→ **Exercise brief**
Pick out each line below that contains the word "wrap", and copy those lines.

(Stored data entries)

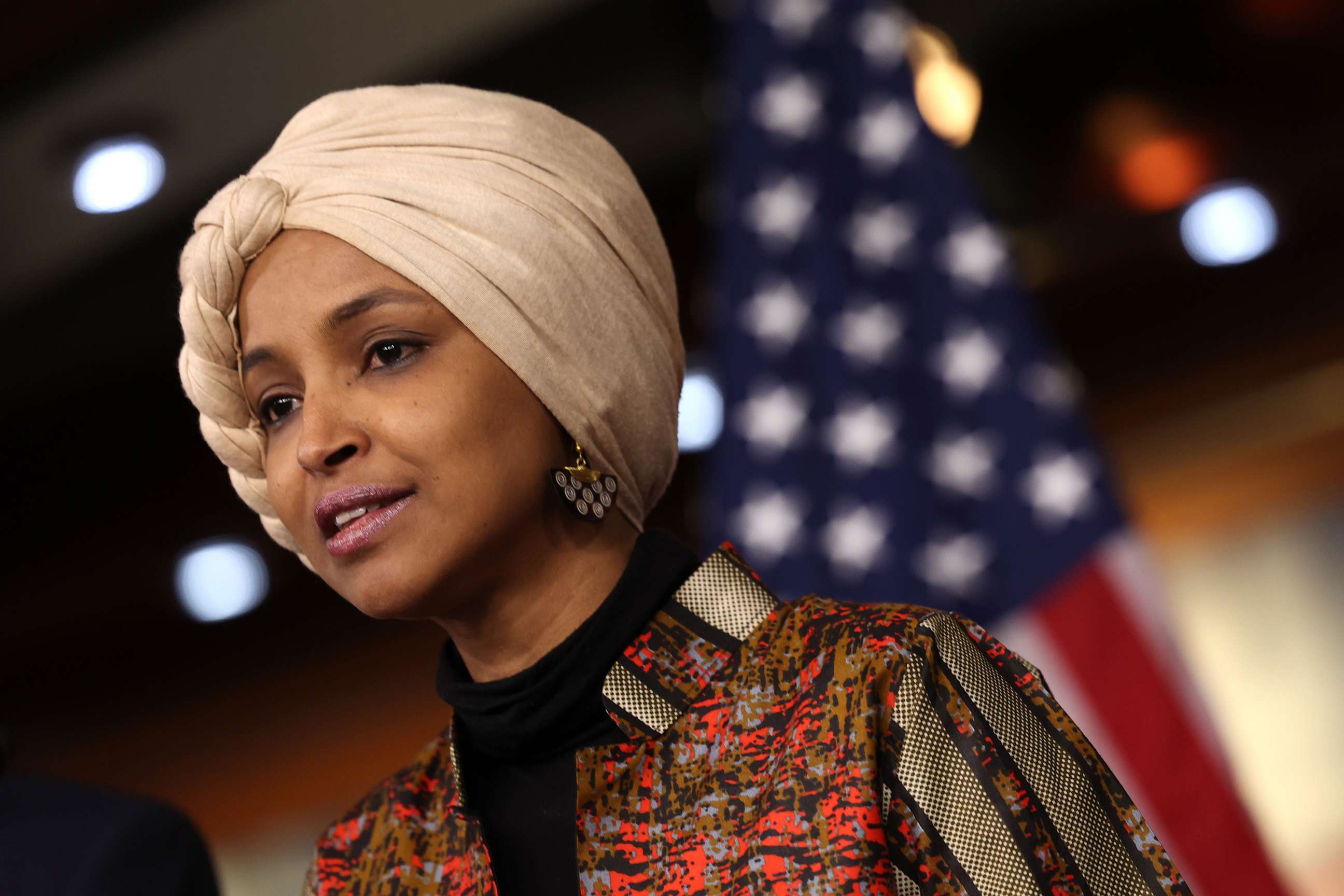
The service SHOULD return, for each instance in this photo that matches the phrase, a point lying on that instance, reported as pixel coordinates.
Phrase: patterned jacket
(793, 747)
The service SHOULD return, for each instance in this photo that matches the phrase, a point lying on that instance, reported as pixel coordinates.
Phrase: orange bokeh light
(1163, 171)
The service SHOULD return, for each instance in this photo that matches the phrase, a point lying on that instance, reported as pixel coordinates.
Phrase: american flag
(897, 428)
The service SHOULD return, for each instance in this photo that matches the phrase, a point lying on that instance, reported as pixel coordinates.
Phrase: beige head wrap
(525, 223)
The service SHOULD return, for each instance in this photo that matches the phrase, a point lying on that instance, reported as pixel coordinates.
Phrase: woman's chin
(380, 593)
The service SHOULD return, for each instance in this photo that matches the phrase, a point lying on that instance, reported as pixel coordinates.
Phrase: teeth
(346, 516)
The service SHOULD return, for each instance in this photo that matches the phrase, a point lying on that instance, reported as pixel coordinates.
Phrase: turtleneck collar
(555, 704)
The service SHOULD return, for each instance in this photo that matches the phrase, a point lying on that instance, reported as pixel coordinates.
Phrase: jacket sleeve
(990, 786)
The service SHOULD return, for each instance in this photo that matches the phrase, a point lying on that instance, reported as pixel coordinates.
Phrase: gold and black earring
(586, 492)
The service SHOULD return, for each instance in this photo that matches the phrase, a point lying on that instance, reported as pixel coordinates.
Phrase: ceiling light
(221, 579)
(116, 175)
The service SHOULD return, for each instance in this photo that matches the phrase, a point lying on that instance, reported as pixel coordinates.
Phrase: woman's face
(363, 379)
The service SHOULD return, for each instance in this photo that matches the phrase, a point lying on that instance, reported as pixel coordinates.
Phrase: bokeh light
(1231, 223)
(1163, 171)
(699, 413)
(116, 175)
(221, 579)
(947, 92)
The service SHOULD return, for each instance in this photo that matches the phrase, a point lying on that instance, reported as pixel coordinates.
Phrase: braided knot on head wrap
(526, 225)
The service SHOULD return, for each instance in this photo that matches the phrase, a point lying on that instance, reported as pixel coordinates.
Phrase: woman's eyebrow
(342, 315)
(367, 301)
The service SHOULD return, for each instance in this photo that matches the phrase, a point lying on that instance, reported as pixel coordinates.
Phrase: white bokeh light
(221, 579)
(699, 413)
(1231, 223)
(116, 175)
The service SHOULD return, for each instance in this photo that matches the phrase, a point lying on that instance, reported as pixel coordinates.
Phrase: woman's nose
(328, 437)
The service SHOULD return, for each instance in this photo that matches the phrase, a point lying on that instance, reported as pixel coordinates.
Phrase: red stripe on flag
(1195, 810)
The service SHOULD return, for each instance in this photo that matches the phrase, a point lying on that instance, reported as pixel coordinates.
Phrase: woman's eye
(391, 353)
(275, 410)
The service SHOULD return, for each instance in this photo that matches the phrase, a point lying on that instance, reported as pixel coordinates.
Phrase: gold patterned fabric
(791, 749)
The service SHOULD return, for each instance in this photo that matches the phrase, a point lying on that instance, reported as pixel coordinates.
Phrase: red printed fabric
(793, 749)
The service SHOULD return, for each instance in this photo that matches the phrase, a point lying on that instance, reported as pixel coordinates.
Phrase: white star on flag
(769, 523)
(789, 105)
(1052, 386)
(973, 254)
(954, 562)
(854, 539)
(968, 360)
(862, 435)
(772, 418)
(882, 35)
(882, 235)
(1058, 485)
(964, 464)
(795, 19)
(781, 210)
(869, 332)
(776, 316)
(884, 133)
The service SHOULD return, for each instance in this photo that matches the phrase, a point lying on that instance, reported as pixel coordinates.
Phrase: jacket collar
(687, 644)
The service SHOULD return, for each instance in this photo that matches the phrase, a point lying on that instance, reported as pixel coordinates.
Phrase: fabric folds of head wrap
(526, 225)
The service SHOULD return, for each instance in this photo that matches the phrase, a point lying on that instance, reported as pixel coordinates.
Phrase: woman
(433, 335)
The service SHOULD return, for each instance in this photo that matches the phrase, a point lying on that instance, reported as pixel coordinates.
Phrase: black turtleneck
(516, 737)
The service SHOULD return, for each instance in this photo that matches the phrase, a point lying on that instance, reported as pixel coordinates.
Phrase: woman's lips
(362, 531)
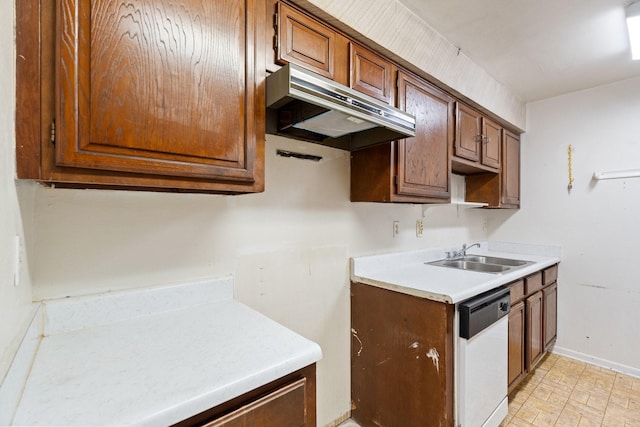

→ **Solved exercise**
Phrase: beige head wrap
Phrase: braided knot on head wrap
Phrase: fabric folds of head wrap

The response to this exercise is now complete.